**Work instructions**.
Whatever the records contain, reproduce all of them exactly.

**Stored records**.
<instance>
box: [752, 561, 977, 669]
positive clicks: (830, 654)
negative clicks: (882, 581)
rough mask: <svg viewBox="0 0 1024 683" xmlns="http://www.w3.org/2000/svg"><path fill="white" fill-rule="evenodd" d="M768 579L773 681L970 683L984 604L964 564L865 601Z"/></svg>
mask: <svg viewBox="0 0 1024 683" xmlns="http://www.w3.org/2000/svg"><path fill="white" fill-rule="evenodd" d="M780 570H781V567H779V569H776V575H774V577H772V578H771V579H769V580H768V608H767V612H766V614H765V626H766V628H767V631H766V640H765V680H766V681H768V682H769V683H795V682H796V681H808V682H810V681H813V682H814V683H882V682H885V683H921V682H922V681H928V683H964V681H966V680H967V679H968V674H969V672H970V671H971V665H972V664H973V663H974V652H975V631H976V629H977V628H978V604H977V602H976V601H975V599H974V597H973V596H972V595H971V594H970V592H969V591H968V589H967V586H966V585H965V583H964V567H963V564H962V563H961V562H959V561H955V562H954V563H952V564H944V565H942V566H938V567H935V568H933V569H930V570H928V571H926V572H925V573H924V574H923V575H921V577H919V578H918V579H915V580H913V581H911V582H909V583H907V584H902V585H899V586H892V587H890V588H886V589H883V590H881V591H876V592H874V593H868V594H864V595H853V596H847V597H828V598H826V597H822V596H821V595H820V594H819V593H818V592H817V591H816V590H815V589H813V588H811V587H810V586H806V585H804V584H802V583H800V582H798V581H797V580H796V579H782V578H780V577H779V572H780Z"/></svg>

**Exercise output**.
<instance>
box: [752, 561, 977, 669]
positive clicks: (830, 654)
negative clicks: (882, 581)
rough mask: <svg viewBox="0 0 1024 683" xmlns="http://www.w3.org/2000/svg"><path fill="white" fill-rule="evenodd" d="M768 579L773 681L970 683L984 604L964 564L865 601Z"/></svg>
mask: <svg viewBox="0 0 1024 683" xmlns="http://www.w3.org/2000/svg"><path fill="white" fill-rule="evenodd" d="M780 570H781V567H779V569H776V575H774V577H772V578H771V579H769V580H768V608H767V612H766V614H765V626H766V628H767V631H766V640H765V680H766V681H768V682H769V683H795V682H796V681H808V682H810V681H813V682H814V683H882V682H885V683H921V682H922V681H928V683H964V681H966V680H967V679H968V674H969V672H970V671H971V665H972V664H973V663H974V652H975V631H976V629H977V628H978V604H977V602H976V601H975V599H974V597H973V596H972V595H971V594H970V592H969V591H968V589H967V586H966V585H965V583H964V567H963V564H962V563H961V562H959V561H955V562H954V563H952V564H944V565H942V566H938V567H935V568H933V569H930V570H928V571H926V572H925V573H924V574H923V575H921V577H919V578H918V579H915V580H913V581H911V582H909V583H907V584H902V585H899V586H892V587H890V588H886V589H883V590H881V591H876V592H874V593H868V594H864V595H853V596H847V597H828V598H826V597H822V596H821V595H820V594H819V593H818V592H817V591H816V590H815V589H813V588H811V587H810V586H806V585H804V584H802V583H800V582H798V581H797V580H796V579H782V578H780V577H779V572H780Z"/></svg>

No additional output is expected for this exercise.